━━━ GIVEN INFORMATION

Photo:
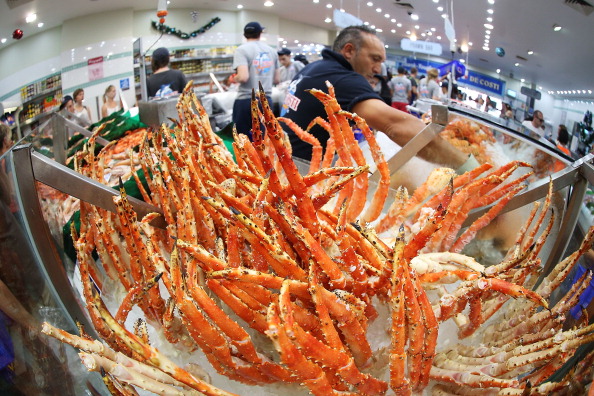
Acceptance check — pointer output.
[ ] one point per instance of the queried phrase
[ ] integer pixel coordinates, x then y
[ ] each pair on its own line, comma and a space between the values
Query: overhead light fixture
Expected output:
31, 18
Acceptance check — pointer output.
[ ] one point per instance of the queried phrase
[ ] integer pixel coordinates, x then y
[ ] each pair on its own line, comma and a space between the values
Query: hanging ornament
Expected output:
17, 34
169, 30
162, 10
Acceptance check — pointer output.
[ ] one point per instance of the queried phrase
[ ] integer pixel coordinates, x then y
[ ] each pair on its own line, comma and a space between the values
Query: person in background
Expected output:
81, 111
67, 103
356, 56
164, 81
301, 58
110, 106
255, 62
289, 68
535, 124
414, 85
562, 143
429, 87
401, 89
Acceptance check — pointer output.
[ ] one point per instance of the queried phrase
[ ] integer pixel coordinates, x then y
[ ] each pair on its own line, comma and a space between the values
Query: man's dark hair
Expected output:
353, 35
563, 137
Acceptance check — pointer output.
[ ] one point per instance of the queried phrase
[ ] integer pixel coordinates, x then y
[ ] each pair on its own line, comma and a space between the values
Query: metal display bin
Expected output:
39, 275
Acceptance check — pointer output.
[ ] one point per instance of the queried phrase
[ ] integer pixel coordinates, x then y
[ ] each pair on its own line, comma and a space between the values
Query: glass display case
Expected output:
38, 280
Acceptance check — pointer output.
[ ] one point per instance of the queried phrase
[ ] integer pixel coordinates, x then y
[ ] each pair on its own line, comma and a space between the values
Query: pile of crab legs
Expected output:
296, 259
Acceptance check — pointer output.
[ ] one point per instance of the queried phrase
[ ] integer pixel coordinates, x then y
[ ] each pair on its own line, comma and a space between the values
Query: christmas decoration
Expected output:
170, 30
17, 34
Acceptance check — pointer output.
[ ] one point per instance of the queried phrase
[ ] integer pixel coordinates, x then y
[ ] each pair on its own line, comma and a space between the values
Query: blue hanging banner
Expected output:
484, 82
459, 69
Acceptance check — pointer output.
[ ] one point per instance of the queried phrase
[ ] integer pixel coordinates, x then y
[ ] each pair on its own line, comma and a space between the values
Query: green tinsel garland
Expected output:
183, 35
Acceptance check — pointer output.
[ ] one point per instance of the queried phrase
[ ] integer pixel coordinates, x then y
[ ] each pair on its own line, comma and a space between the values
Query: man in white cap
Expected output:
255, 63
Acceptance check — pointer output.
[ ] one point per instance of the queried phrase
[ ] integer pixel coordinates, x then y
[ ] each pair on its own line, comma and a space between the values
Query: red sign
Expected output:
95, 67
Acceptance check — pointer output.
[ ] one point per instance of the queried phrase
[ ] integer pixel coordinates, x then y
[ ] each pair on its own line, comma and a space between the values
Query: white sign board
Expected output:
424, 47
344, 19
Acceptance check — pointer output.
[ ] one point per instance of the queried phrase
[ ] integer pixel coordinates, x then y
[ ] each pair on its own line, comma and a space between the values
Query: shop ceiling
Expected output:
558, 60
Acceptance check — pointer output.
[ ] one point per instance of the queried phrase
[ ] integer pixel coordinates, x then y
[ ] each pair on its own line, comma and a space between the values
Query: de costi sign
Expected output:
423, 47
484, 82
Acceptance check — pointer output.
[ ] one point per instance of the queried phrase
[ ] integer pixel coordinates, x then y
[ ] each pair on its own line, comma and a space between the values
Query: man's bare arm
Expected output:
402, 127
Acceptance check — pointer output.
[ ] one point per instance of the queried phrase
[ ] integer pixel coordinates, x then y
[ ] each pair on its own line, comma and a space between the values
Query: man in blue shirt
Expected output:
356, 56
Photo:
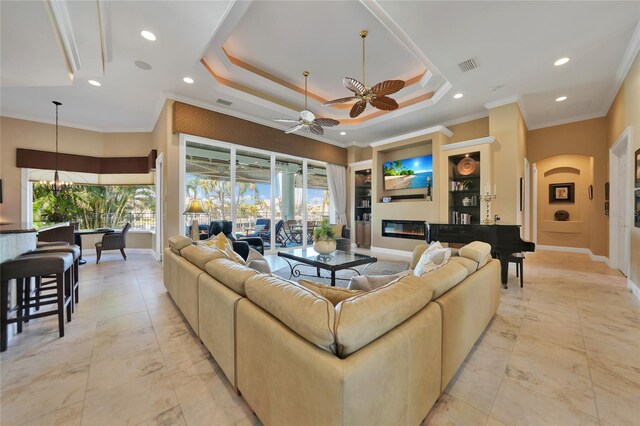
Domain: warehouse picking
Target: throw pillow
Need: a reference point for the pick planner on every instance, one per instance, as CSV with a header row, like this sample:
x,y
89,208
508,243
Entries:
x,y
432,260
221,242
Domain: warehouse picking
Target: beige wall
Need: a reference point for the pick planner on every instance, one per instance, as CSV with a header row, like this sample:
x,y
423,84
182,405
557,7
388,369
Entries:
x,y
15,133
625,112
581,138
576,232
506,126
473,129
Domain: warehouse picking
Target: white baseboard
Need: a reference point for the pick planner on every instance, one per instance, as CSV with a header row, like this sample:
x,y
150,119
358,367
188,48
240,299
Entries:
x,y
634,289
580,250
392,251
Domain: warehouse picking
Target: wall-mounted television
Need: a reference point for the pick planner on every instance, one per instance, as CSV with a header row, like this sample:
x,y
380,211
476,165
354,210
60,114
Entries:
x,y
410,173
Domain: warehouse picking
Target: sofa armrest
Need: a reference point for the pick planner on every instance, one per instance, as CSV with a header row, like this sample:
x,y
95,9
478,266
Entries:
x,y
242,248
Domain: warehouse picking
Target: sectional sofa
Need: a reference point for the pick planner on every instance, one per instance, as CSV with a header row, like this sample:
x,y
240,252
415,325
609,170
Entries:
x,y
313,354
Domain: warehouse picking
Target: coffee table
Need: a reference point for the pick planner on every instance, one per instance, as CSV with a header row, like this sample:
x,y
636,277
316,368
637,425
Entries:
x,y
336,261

━━━━━━

WORK REQUIRED
Quote the records in their entirety, keeping the wording exact and excluding pictures.

CORRECT RESULT
Photo:
Acceptance check — pointer output.
[ ] one point per instance of the queried phrase
[ ] integer pixel coordinates, x then y
[ ] each pair on its own line, comma and a space between the values
Query: overhead light fixture
Expected output:
31, 18
Acceptance check — pointer output.
[ ] one point per instance of the queried phrase
[ ] integer pixel coordinates, x then y
[ ] each pair on its own line, comma and a space between the values
Query: hanging ornament
Expected output:
17, 34
169, 30
162, 10
Acceptance check — pointer output.
[ ] one point per instance of the queried phrase
[ ] integer pixel coordinates, x then y
[ ] each pair on its own line, comma and a space between the values
Query: person in background
Expected output:
81, 111
67, 103
356, 56
164, 81
301, 58
110, 106
255, 62
289, 68
535, 124
414, 85
562, 143
429, 87
401, 89
Acceptance check — pointer output.
[ ] one point per instance of the queried phrase
[ ] integer pixel coordinates, x then y
[ ] each pair on its own line, comma and a space between the values
Query: man's dark hair
Expected output:
353, 35
563, 137
Acceptance check — pointer output.
[ ] one point per instance of the queried phrase
[ ] integer pixel coordinates, x then y
[ ] each pair on its own line, comma and a space between the values
Query: metal display bin
Expected output:
39, 275
Acceptance check — pointer output.
[ ] one point per instance of the queried phrase
[ ] integer pixel coordinates, x then y
[ ] each pair on its own line, comma and a space between the values
Query: glass display case
Expected output:
38, 280
Acceptance check — pointer output.
[ ] one point per instance of the queried phrase
[ ] integer pixel coordinates, x then y
[ ] each pair on its own line, comma and a space between the values
Query: pile of crab legs
Expected output:
296, 259
Acceptance check — pointer output.
[ ] one point per instance of the queried phrase
[ ] integer pixel coordinates, x then y
[ ] each pair on its own line, comma and a space between the values
Query: christmas decoration
Expected output:
170, 30
17, 34
Acceptance check — pointer output.
[ ] one point per instance of the queried phrase
[ ] integer pixel coordinates, x then y
[ ] each pair on its own line, comma and a space between the values
Query: blue hanging banner
Expected output:
484, 82
459, 69
Acceptance check — pointer output.
[ ] one point per instance of the queried phrase
[ ] integer pixel coordinates, x then y
[ ] each pair on its own line, comma and a space between the values
Query: green tinsel garland
Expected output:
183, 35
Acceptance check — pointer output.
[ ] one point per instance of the queried phrase
[ ] integer pixel coordinates, x then y
[ ] each pair on its own line, comma and a space between the values
Query: man in white cap
Expected output:
255, 63
Acceptance check — pointer output.
[ ] one point per instance of the queried phrase
[ ] integer pixel coordinates, x then y
[ ] each pair on its own line, comma and a space between the values
Query: red sign
Expected output:
95, 67
Acceptance check — pointer output.
[ ] one point per instance of the queried phrase
[ ] integer pixel coordinates, x then y
[ ] each pair on its own line, comma and a space between the values
Query: white sign board
Expected output:
424, 47
344, 19
Acceptance check — pointer output.
[ ] one point per instance of the queried phrase
[ ] integer pixel coordinates, x then y
[ ] each pair on its own line, comma and a space between the values
Query: shop ceiling
Expected output:
558, 60
Acceptance check — pointer output.
[ ] one point per instance of the queried phrase
[ ] integer pixel coordinates, x then y
[ ] each pair on its own line, comma and a space between the values
Query: de costi sign
Expected output:
423, 47
484, 82
Acceptance check — pointer output.
[ ] one point per instance of the queried phrase
[ ] integer pixel coordinates, x then y
[ ] each pair on its own line, comma and a space between the values
Query: man's bare arm
Expected output:
402, 127
Acceptance check — pointer output.
[ ] one point per instance of the queried phrase
[ ] integer pixel coordinates, x then y
[ ] each pair on its own line, comma and a space between the values
Query: man in blue shirt
Expected output:
356, 56
Photo:
Domain: warehouse picking
Target: throw pillow
Need: a reference point for the pick planner on every instance, one per instance, as CSV with a header row, like this sample:
x,y
89,208
508,243
Entries:
x,y
432,260
221,242
Domain: warehouse picking
Target: beige wall
Need: a reference point for the pick planner on every instance, one per instance, as CSV with a header row, like this sample:
x,y
423,84
182,405
557,7
388,369
Entries:
x,y
15,133
625,112
581,138
576,232
506,126
473,129
Domain: warehouse picking
Target: white baseboard
Need: a reference point for the pick planner on every instance, one per instance, as CSV with a header row, like this sample:
x,y
150,119
358,367
188,48
240,299
Entries:
x,y
634,289
580,250
392,251
Domain: warehouse picking
Target: wall-mounted television
Need: a reference point for the pick planner on every instance, one per instance, as CSV with a header row, like this sample:
x,y
380,211
476,165
354,210
60,114
Entries:
x,y
410,173
Domain: warehouse picking
Target: sofa armrest
Need: a reference point for the pick planner on every instance, one per instance, as CSV with a header row, like this sample:
x,y
95,9
478,266
Entries:
x,y
242,248
Domain: warehouse picking
Target: sectional sofa
Need: a reference point for the pick planner on every instance, one per instance, as CSV with a header row, like this sample:
x,y
240,252
415,325
609,170
Entries:
x,y
313,354
Domain: warehouse picking
Target: coffee table
Need: a reference point for the pick planner on every instance, one per instance, as CSV with a header row, like this sample:
x,y
636,277
316,368
637,425
Entries:
x,y
336,261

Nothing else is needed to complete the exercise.